**** MATERIAL PROVIDED
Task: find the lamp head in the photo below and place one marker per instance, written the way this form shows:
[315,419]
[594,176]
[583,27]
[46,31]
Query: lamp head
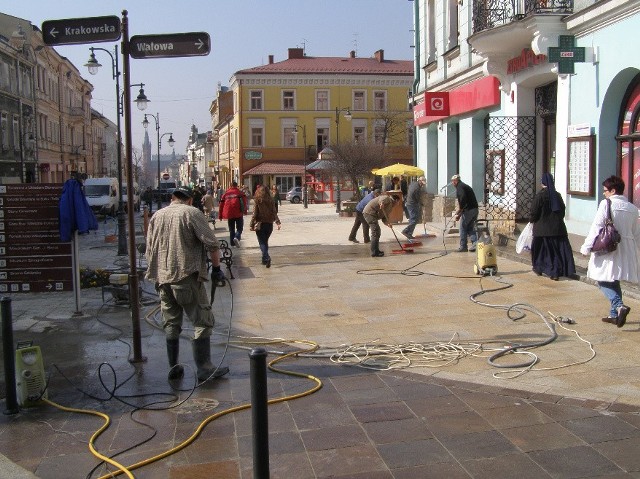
[93,65]
[142,100]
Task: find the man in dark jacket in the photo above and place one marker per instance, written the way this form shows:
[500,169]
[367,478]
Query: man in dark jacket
[467,213]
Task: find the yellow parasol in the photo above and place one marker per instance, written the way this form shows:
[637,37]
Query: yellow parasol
[398,169]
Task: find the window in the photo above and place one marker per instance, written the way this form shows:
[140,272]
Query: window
[256,136]
[359,100]
[256,99]
[4,130]
[288,100]
[380,100]
[16,132]
[322,138]
[379,134]
[322,100]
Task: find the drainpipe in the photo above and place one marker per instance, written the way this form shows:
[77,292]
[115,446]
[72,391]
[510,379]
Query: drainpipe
[416,81]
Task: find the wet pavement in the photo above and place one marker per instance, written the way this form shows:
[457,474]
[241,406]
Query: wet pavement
********
**INSTRUCTIONS FOR THE TASK:**
Rewrite every one of the records above with "marker" replaced by "dot" wherever it occurs, changing nothing else. Omit the pictures from your version.

**SOLUTION TO THIS TASK:**
Task: find the lamp head in the photo below and place one dot per instance, written the way this form shows:
[315,419]
[594,176]
[583,27]
[46,31]
Query: lamp head
[93,65]
[142,100]
Task: find the man in dark jacket in the photo above and place one dot per instance, written the way this form shows:
[500,169]
[367,478]
Query: man in dark jacket
[467,213]
Task: find the yellow parasol in the photo above and place one dot per instance, written the way this form shows:
[637,37]
Query: yellow parasol
[398,169]
Task: find the window in the photo above and place one dot per instance, written the way this form shows:
[140,272]
Query: window
[256,136]
[359,100]
[256,99]
[4,130]
[288,100]
[380,100]
[16,132]
[322,138]
[379,134]
[322,100]
Task: find the drainpipe in the photo above and place one dot per instance, written the way this form shows:
[77,292]
[115,446]
[72,391]
[510,379]
Query: drainpipe
[416,81]
Task: find the wet pavement in the photo above and place one dot per instance, written the way this form shows:
[457,474]
[241,406]
Query: wet pavement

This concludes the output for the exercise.